**Data in this exercise:**
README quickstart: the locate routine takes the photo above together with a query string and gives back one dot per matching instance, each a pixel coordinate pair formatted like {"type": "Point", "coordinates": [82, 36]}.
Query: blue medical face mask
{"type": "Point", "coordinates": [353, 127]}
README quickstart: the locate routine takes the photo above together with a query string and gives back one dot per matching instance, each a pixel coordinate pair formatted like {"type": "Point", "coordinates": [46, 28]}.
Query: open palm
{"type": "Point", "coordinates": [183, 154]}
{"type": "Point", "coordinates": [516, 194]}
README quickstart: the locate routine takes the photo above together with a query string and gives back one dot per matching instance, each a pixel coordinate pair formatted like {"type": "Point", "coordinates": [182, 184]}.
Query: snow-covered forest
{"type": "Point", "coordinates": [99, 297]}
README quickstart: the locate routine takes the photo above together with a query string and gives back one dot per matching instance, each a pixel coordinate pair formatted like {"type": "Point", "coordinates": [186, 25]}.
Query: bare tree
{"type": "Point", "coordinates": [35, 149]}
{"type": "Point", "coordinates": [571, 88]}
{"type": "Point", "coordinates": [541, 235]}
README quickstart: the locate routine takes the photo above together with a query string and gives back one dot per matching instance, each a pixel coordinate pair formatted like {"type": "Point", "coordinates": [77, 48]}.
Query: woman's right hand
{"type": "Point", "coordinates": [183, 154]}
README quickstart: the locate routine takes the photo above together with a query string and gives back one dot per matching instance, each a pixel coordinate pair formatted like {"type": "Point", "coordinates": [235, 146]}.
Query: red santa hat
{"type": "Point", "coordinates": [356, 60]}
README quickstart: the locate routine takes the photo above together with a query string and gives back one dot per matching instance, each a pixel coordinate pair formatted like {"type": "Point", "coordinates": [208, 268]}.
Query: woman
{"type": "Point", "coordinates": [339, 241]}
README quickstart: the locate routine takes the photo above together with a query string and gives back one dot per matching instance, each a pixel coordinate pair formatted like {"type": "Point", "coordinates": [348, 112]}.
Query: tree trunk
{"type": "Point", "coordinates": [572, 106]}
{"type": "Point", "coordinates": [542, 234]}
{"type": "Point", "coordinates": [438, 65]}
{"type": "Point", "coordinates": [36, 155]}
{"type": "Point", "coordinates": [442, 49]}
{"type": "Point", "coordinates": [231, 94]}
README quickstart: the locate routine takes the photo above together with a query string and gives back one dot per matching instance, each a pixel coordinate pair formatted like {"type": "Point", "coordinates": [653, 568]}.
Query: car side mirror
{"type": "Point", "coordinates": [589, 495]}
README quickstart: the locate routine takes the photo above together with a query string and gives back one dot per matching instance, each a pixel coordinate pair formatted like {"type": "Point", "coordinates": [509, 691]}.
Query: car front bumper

**Problem details:**
Nothing in the data may differ; print all of it exactly as written.

**Response to the task:**
README quickstart: the locate routine takes the photo above together with a query string and gives back one dot per matching instance, each a pixel coordinate pair formatted like {"type": "Point", "coordinates": [82, 36]}.
Query: blue medical face mask
{"type": "Point", "coordinates": [353, 127]}
README quickstart: the locate routine takes the photo above together with a query string and gives back one dot per matching instance, each a pixel coordinate pair formatted like {"type": "Point", "coordinates": [46, 28]}.
Query: open palm
{"type": "Point", "coordinates": [183, 154]}
{"type": "Point", "coordinates": [516, 194]}
README quickstart: the locate routine takes the photo above together with a query string and gives back one dot per matching instance, each a pixel coordinate pair formatted like {"type": "Point", "coordinates": [182, 184]}.
Query: snow-covered forest
{"type": "Point", "coordinates": [99, 297]}
README quickstart: the locate routine takes the photo above together with a query string and gives back one dot per matching instance, each a pixel coordinate pair formatted like {"type": "Point", "coordinates": [186, 25]}.
Query: bare tree
{"type": "Point", "coordinates": [35, 149]}
{"type": "Point", "coordinates": [571, 88]}
{"type": "Point", "coordinates": [541, 235]}
README quickstart: the locate routine takes the photo above together with a query string and gives back one dot per matching instance, each a pixel coordinate pair formatted like {"type": "Point", "coordinates": [77, 48]}.
Query: woman's right hand
{"type": "Point", "coordinates": [183, 154]}
README quickstart: the locate routine takes the photo above together with a query string and gives back one dot per matching instance, each a pixel coordinate pair formatted like {"type": "Point", "coordinates": [235, 146]}.
Query: red santa hat
{"type": "Point", "coordinates": [356, 60]}
README quickstart: the locate routine takes the photo above together with a query string and gives back one dot per matching instance, each a pixel coordinate pair formatted like {"type": "Point", "coordinates": [208, 268]}.
Query: woman
{"type": "Point", "coordinates": [339, 241]}
README quickstart: the locate routine takes the photo above together with a query string and gives back one dot per matching instance, each a pixel coordinate pair formatted like {"type": "Point", "coordinates": [348, 112]}.
Query: tree trunk
{"type": "Point", "coordinates": [572, 106]}
{"type": "Point", "coordinates": [542, 234]}
{"type": "Point", "coordinates": [438, 65]}
{"type": "Point", "coordinates": [36, 155]}
{"type": "Point", "coordinates": [442, 49]}
{"type": "Point", "coordinates": [231, 94]}
README quickstart: the locate routine takes the photo above together with a query string and gives back one dot per matching instance, each a pixel coordinate pair formatted like {"type": "Point", "coordinates": [653, 568]}.
Query: car side mirror
{"type": "Point", "coordinates": [589, 495]}
README quickstart: the locate routine takes the photo above together with a query string and gives back one dot per matching instance, each a pixel coordinate pair formatted like {"type": "Point", "coordinates": [509, 691]}.
Query: car front bumper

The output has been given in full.